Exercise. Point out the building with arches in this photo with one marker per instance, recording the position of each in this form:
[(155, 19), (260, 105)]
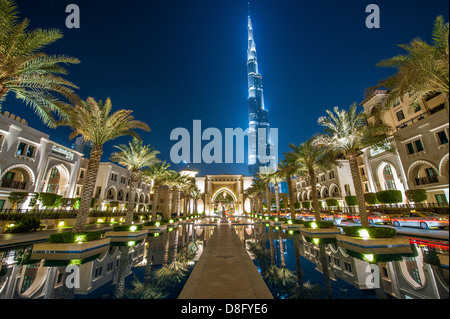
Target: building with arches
[(31, 162), (417, 156)]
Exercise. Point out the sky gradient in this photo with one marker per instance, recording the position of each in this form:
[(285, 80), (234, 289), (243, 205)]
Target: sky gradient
[(173, 62)]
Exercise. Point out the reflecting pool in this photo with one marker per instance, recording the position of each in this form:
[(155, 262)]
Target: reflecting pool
[(295, 266), (153, 267)]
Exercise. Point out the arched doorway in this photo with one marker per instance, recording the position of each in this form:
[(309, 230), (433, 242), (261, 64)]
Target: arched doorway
[(224, 202)]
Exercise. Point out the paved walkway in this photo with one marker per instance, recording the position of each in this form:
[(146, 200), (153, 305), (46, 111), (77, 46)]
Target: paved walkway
[(225, 271)]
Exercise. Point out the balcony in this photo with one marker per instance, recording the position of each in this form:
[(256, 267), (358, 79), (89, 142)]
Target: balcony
[(426, 180), (13, 184)]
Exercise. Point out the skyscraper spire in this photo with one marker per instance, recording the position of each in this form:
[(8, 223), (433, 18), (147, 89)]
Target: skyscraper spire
[(259, 128)]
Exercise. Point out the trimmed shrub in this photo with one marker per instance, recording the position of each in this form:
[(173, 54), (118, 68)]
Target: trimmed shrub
[(371, 198), (71, 238), (151, 223), (50, 199), (167, 221), (351, 200), (25, 224), (331, 202), (126, 227), (321, 224), (416, 195), (390, 196), (17, 198), (306, 205), (374, 232)]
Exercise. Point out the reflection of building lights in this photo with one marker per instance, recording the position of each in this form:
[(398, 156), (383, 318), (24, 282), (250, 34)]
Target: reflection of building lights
[(363, 233)]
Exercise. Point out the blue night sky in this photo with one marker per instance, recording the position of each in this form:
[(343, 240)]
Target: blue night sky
[(176, 61)]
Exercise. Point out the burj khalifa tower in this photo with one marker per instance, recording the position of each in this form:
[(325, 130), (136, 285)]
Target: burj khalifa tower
[(260, 147)]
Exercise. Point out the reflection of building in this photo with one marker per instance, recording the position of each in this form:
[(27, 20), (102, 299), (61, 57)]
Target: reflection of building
[(30, 162), (37, 281)]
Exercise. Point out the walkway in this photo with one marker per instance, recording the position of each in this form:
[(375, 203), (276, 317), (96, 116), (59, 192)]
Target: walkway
[(225, 271)]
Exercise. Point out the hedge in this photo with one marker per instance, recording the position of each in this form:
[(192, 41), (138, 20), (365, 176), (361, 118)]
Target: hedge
[(390, 196), (331, 202), (151, 223), (416, 195), (306, 205), (321, 224), (374, 232), (126, 227), (50, 199), (71, 238), (351, 200), (25, 224), (371, 198)]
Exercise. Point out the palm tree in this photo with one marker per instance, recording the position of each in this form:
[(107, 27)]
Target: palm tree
[(276, 178), (172, 180), (157, 173), (28, 72), (94, 122), (264, 174), (310, 158), (288, 170), (259, 187), (134, 157), (348, 133), (424, 70)]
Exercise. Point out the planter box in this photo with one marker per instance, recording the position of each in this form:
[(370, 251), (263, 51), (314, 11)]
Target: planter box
[(321, 232), (292, 226), (375, 245), (155, 228), (126, 235), (60, 251)]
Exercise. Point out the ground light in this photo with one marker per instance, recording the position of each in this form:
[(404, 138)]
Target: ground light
[(364, 234)]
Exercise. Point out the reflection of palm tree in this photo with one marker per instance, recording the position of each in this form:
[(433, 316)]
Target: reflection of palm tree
[(123, 264), (296, 238), (145, 291), (325, 270), (306, 291)]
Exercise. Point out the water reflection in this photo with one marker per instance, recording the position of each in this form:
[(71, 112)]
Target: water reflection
[(297, 267), (155, 267)]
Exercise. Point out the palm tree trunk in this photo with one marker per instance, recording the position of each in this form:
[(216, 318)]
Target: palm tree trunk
[(131, 198), (170, 204), (359, 190), (291, 196), (261, 204), (88, 189), (277, 200), (269, 203), (178, 201), (282, 258), (272, 250), (296, 239), (155, 202), (312, 175)]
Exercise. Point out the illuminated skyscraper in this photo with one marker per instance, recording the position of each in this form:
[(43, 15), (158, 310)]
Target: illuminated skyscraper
[(260, 146)]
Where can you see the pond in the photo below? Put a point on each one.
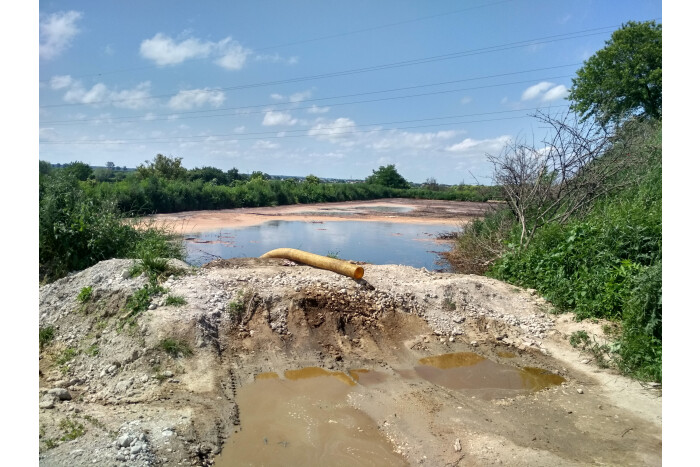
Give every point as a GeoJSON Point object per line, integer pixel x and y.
{"type": "Point", "coordinates": [372, 242]}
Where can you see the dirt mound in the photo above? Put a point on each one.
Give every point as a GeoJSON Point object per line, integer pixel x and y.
{"type": "Point", "coordinates": [164, 389]}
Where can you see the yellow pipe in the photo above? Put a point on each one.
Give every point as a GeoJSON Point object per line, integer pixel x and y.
{"type": "Point", "coordinates": [341, 267]}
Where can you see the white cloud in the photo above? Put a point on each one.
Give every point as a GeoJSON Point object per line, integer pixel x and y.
{"type": "Point", "coordinates": [336, 131]}
{"type": "Point", "coordinates": [318, 110]}
{"type": "Point", "coordinates": [233, 54]}
{"type": "Point", "coordinates": [56, 33]}
{"type": "Point", "coordinates": [407, 140]}
{"type": "Point", "coordinates": [536, 90]}
{"type": "Point", "coordinates": [164, 50]}
{"type": "Point", "coordinates": [273, 118]}
{"type": "Point", "coordinates": [557, 92]}
{"type": "Point", "coordinates": [479, 147]}
{"type": "Point", "coordinates": [78, 94]}
{"type": "Point", "coordinates": [60, 82]}
{"type": "Point", "coordinates": [299, 96]}
{"type": "Point", "coordinates": [195, 98]}
{"type": "Point", "coordinates": [135, 98]}
{"type": "Point", "coordinates": [265, 144]}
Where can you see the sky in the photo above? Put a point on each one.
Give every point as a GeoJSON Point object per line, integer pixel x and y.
{"type": "Point", "coordinates": [334, 89]}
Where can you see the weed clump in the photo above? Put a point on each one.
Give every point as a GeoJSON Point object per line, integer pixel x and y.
{"type": "Point", "coordinates": [71, 429]}
{"type": "Point", "coordinates": [175, 300]}
{"type": "Point", "coordinates": [175, 347]}
{"type": "Point", "coordinates": [85, 294]}
{"type": "Point", "coordinates": [46, 335]}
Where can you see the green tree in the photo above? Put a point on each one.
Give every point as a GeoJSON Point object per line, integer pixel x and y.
{"type": "Point", "coordinates": [623, 78]}
{"type": "Point", "coordinates": [162, 167]}
{"type": "Point", "coordinates": [312, 179]}
{"type": "Point", "coordinates": [208, 174]}
{"type": "Point", "coordinates": [45, 168]}
{"type": "Point", "coordinates": [79, 170]}
{"type": "Point", "coordinates": [387, 176]}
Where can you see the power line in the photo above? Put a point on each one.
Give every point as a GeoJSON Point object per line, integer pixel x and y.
{"type": "Point", "coordinates": [290, 105]}
{"type": "Point", "coordinates": [315, 39]}
{"type": "Point", "coordinates": [371, 100]}
{"type": "Point", "coordinates": [305, 131]}
{"type": "Point", "coordinates": [449, 56]}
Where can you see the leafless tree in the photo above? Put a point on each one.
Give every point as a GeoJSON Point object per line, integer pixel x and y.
{"type": "Point", "coordinates": [560, 177]}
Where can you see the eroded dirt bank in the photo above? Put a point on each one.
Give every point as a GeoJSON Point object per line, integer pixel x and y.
{"type": "Point", "coordinates": [417, 211]}
{"type": "Point", "coordinates": [138, 405]}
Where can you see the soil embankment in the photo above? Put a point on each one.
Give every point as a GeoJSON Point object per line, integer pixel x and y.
{"type": "Point", "coordinates": [391, 210]}
{"type": "Point", "coordinates": [116, 397]}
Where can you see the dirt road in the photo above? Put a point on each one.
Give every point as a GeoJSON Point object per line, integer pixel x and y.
{"type": "Point", "coordinates": [261, 334]}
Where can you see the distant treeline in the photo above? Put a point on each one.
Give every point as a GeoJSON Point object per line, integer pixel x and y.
{"type": "Point", "coordinates": [164, 186]}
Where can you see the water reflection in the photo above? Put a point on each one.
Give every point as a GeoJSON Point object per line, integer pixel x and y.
{"type": "Point", "coordinates": [372, 242]}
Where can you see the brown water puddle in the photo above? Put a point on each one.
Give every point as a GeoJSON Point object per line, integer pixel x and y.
{"type": "Point", "coordinates": [466, 370]}
{"type": "Point", "coordinates": [368, 377]}
{"type": "Point", "coordinates": [304, 420]}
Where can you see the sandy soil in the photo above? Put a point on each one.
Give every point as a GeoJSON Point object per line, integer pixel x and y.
{"type": "Point", "coordinates": [141, 406]}
{"type": "Point", "coordinates": [424, 212]}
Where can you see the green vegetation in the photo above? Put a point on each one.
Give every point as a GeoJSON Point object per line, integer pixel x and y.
{"type": "Point", "coordinates": [77, 230]}
{"type": "Point", "coordinates": [175, 347]}
{"type": "Point", "coordinates": [175, 300]}
{"type": "Point", "coordinates": [584, 228]}
{"type": "Point", "coordinates": [387, 176]}
{"type": "Point", "coordinates": [603, 262]}
{"type": "Point", "coordinates": [140, 301]}
{"type": "Point", "coordinates": [46, 335]}
{"type": "Point", "coordinates": [623, 78]}
{"type": "Point", "coordinates": [85, 294]}
{"type": "Point", "coordinates": [67, 355]}
{"type": "Point", "coordinates": [71, 429]}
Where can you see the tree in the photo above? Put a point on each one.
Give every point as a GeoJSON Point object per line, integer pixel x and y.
{"type": "Point", "coordinates": [163, 167]}
{"type": "Point", "coordinates": [45, 168]}
{"type": "Point", "coordinates": [79, 170]}
{"type": "Point", "coordinates": [565, 175]}
{"type": "Point", "coordinates": [208, 174]}
{"type": "Point", "coordinates": [312, 179]}
{"type": "Point", "coordinates": [623, 78]}
{"type": "Point", "coordinates": [387, 176]}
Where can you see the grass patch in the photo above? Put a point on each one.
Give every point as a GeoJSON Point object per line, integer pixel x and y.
{"type": "Point", "coordinates": [93, 350]}
{"type": "Point", "coordinates": [175, 300]}
{"type": "Point", "coordinates": [85, 294]}
{"type": "Point", "coordinates": [236, 307]}
{"type": "Point", "coordinates": [67, 355]}
{"type": "Point", "coordinates": [46, 335]}
{"type": "Point", "coordinates": [50, 443]}
{"type": "Point", "coordinates": [71, 429]}
{"type": "Point", "coordinates": [175, 347]}
{"type": "Point", "coordinates": [139, 302]}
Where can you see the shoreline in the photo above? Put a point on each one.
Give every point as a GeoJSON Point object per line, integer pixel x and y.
{"type": "Point", "coordinates": [422, 212]}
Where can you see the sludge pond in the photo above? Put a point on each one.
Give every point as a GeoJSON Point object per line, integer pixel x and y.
{"type": "Point", "coordinates": [375, 242]}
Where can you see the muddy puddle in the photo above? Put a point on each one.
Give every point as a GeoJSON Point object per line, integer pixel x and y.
{"type": "Point", "coordinates": [483, 377]}
{"type": "Point", "coordinates": [305, 418]}
{"type": "Point", "coordinates": [414, 245]}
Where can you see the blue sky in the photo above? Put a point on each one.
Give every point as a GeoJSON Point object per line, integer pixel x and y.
{"type": "Point", "coordinates": [330, 88]}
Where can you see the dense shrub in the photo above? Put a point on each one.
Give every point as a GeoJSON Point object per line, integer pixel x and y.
{"type": "Point", "coordinates": [77, 231]}
{"type": "Point", "coordinates": [602, 264]}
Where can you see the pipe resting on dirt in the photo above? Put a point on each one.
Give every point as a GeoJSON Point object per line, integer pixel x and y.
{"type": "Point", "coordinates": [341, 267]}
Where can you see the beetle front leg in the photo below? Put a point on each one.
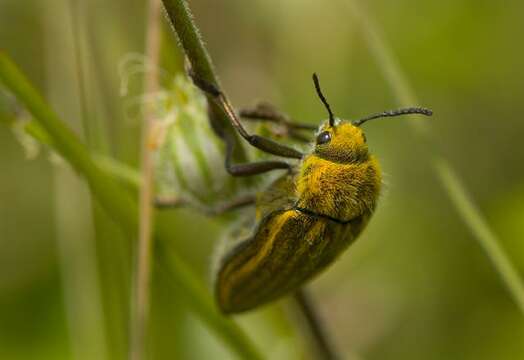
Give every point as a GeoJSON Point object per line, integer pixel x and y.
{"type": "Point", "coordinates": [262, 143]}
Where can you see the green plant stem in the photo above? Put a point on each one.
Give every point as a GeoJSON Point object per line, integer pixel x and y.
{"type": "Point", "coordinates": [122, 208]}
{"type": "Point", "coordinates": [181, 19]}
{"type": "Point", "coordinates": [140, 315]}
{"type": "Point", "coordinates": [450, 179]}
{"type": "Point", "coordinates": [318, 333]}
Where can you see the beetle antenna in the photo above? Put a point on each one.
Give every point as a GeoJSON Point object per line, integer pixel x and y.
{"type": "Point", "coordinates": [323, 99]}
{"type": "Point", "coordinates": [392, 113]}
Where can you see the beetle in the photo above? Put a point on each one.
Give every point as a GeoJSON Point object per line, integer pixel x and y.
{"type": "Point", "coordinates": [307, 217]}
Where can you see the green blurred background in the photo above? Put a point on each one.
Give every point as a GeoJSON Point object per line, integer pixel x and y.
{"type": "Point", "coordinates": [416, 285]}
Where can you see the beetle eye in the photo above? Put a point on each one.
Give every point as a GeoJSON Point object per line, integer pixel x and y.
{"type": "Point", "coordinates": [323, 138]}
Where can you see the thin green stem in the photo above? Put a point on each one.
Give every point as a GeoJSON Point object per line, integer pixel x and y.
{"type": "Point", "coordinates": [139, 318]}
{"type": "Point", "coordinates": [122, 208]}
{"type": "Point", "coordinates": [318, 332]}
{"type": "Point", "coordinates": [181, 19]}
{"type": "Point", "coordinates": [457, 193]}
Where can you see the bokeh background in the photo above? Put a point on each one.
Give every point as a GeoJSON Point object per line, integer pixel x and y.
{"type": "Point", "coordinates": [416, 285]}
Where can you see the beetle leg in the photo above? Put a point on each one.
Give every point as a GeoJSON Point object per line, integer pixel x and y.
{"type": "Point", "coordinates": [172, 202]}
{"type": "Point", "coordinates": [262, 143]}
{"type": "Point", "coordinates": [233, 205]}
{"type": "Point", "coordinates": [264, 111]}
{"type": "Point", "coordinates": [253, 168]}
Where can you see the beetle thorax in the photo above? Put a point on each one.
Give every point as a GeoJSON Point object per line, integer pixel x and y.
{"type": "Point", "coordinates": [341, 191]}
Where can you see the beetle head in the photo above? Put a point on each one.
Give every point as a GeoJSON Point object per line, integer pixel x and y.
{"type": "Point", "coordinates": [344, 141]}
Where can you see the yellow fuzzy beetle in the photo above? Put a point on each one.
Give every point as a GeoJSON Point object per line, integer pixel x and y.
{"type": "Point", "coordinates": [307, 217]}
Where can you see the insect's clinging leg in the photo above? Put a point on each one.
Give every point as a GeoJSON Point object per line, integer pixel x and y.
{"type": "Point", "coordinates": [166, 203]}
{"type": "Point", "coordinates": [250, 169]}
{"type": "Point", "coordinates": [266, 112]}
{"type": "Point", "coordinates": [264, 144]}
{"type": "Point", "coordinates": [236, 204]}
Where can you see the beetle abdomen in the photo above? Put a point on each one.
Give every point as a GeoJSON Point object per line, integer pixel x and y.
{"type": "Point", "coordinates": [287, 248]}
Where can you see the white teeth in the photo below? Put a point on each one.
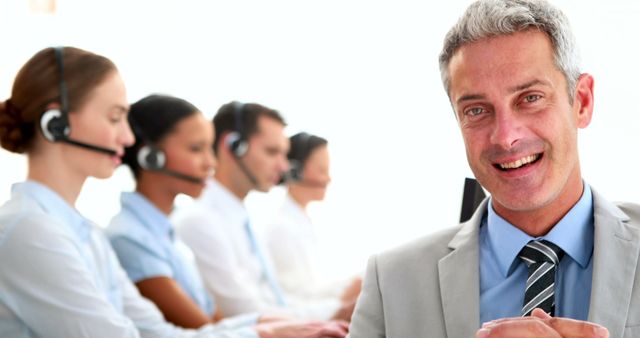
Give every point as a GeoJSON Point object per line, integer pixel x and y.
{"type": "Point", "coordinates": [519, 163]}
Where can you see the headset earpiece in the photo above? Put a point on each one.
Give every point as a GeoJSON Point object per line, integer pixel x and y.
{"type": "Point", "coordinates": [236, 144]}
{"type": "Point", "coordinates": [295, 171]}
{"type": "Point", "coordinates": [53, 125]}
{"type": "Point", "coordinates": [151, 158]}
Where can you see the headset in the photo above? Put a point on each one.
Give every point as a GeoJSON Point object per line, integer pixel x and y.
{"type": "Point", "coordinates": [301, 147]}
{"type": "Point", "coordinates": [151, 158]}
{"type": "Point", "coordinates": [237, 141]}
{"type": "Point", "coordinates": [54, 123]}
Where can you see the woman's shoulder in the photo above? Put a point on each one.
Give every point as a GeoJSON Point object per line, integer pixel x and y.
{"type": "Point", "coordinates": [22, 220]}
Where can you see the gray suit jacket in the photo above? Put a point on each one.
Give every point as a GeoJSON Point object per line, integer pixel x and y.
{"type": "Point", "coordinates": [430, 287]}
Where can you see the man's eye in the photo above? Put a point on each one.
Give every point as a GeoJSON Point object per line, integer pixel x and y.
{"type": "Point", "coordinates": [532, 98]}
{"type": "Point", "coordinates": [474, 111]}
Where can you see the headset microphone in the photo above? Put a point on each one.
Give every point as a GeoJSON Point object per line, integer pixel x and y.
{"type": "Point", "coordinates": [237, 143]}
{"type": "Point", "coordinates": [294, 176]}
{"type": "Point", "coordinates": [153, 159]}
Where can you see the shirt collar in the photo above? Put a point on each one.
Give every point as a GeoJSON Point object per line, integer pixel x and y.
{"type": "Point", "coordinates": [573, 233]}
{"type": "Point", "coordinates": [222, 199]}
{"type": "Point", "coordinates": [53, 204]}
{"type": "Point", "coordinates": [147, 213]}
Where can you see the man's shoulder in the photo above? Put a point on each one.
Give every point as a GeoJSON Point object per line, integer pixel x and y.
{"type": "Point", "coordinates": [630, 209]}
{"type": "Point", "coordinates": [428, 248]}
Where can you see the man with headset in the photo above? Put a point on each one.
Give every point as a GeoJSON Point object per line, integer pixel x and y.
{"type": "Point", "coordinates": [546, 255]}
{"type": "Point", "coordinates": [251, 149]}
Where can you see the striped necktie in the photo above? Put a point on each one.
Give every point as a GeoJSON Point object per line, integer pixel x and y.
{"type": "Point", "coordinates": [542, 258]}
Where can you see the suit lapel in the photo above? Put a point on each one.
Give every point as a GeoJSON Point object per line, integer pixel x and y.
{"type": "Point", "coordinates": [460, 281]}
{"type": "Point", "coordinates": [616, 247]}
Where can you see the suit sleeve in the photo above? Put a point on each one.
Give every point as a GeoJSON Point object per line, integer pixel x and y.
{"type": "Point", "coordinates": [368, 317]}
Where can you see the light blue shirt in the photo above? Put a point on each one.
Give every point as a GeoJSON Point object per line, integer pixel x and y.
{"type": "Point", "coordinates": [144, 240]}
{"type": "Point", "coordinates": [503, 275]}
{"type": "Point", "coordinates": [59, 277]}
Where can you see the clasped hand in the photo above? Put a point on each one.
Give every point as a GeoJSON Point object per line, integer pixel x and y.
{"type": "Point", "coordinates": [541, 325]}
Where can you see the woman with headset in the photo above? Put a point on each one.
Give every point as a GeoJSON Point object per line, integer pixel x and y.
{"type": "Point", "coordinates": [291, 237]}
{"type": "Point", "coordinates": [173, 154]}
{"type": "Point", "coordinates": [59, 276]}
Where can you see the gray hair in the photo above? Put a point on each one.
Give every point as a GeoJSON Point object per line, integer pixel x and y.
{"type": "Point", "coordinates": [487, 18]}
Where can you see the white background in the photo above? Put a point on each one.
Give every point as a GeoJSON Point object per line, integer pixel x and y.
{"type": "Point", "coordinates": [363, 74]}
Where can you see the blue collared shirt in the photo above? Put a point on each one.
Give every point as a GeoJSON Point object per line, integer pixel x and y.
{"type": "Point", "coordinates": [503, 275]}
{"type": "Point", "coordinates": [144, 241]}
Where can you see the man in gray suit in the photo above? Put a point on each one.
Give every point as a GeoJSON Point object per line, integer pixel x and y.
{"type": "Point", "coordinates": [545, 255]}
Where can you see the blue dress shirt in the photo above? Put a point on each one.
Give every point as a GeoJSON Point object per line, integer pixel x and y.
{"type": "Point", "coordinates": [144, 240]}
{"type": "Point", "coordinates": [503, 275]}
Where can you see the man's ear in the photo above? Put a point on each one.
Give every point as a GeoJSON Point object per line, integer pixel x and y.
{"type": "Point", "coordinates": [583, 100]}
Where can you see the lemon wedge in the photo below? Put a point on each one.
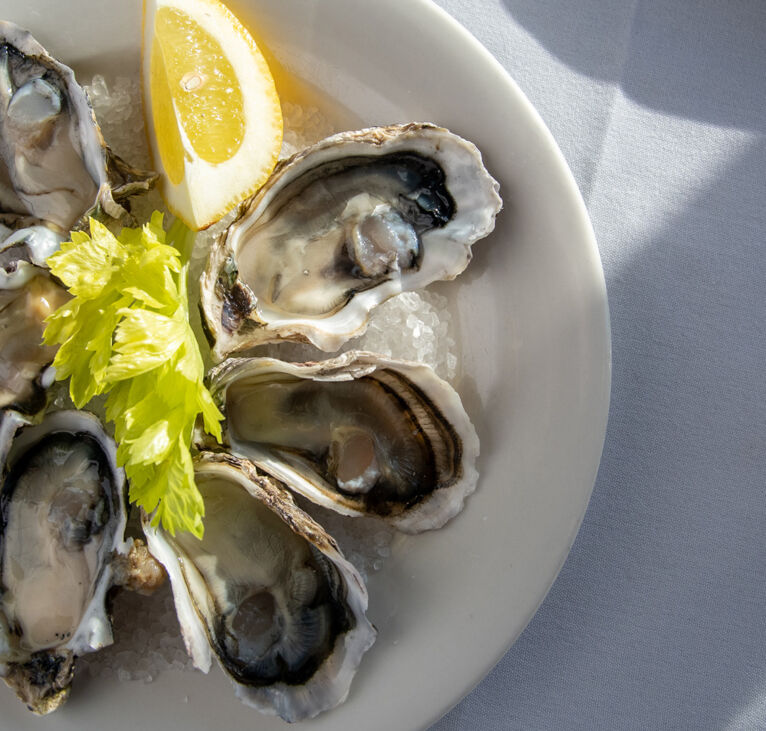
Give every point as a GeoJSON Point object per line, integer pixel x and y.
{"type": "Point", "coordinates": [212, 112]}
================================
Work to complete ▸ All that is wanted is each line, word for word, from the first line of the data to the one holding "Exercise. Point out the reflection of building lights", with the pictures left out.

Answer to the exercise ▸
Exercise. Point out the building with arches in this photo with one marker per instance, recording the position of each in this form:
[(155, 19), (260, 105)]
Target: building with arches
[(31, 162), (417, 156)]
Exercise. Point out the sky gradient in this photo with one marker per instance, recording the position of each in this form:
[(285, 80), (234, 289), (243, 205)]
Target: sky gradient
[(173, 62)]
Exercise. Point out the reflecting pool in this photo with one marker per instance, recording the position of each in this form:
[(155, 262)]
Target: reflecting pool
[(295, 266), (153, 267)]
Exercise. Point out the arched doorway in this photo with one marker per instance, recording the position of each in this form:
[(309, 230), (433, 242), (261, 64)]
Target: arched doorway
[(224, 202)]
Exercise. Point out the paved walkway in this photo with one marker per instance, recording the position of each in this form:
[(146, 200), (153, 305), (46, 111), (77, 46)]
Target: paved walkway
[(225, 271)]
Exercise. Point out the balcony in this photo with one marker per instance, recording the position of each in this form:
[(256, 267), (358, 79), (89, 142)]
Target: balcony
[(426, 180), (13, 184)]
Exercise. Point out the skyscraper spire in this photo with one marker per instance, recording the position of each in this form:
[(8, 223), (433, 18), (147, 89)]
Target: skyscraper spire
[(259, 128)]
Exercise. Point out the trimmed shrub in this photo with one marker per instance, recording the position of each in this form:
[(173, 54), (118, 68)]
Target: trimmed shrub
[(371, 198), (71, 238), (151, 223), (50, 199), (167, 221), (351, 200), (25, 224), (331, 202), (126, 227), (321, 224), (416, 195), (390, 196), (17, 198), (306, 205), (374, 232)]
Exercise. Point out the reflection of building lights in this photo with one marker per instance, recording the position of each in this form:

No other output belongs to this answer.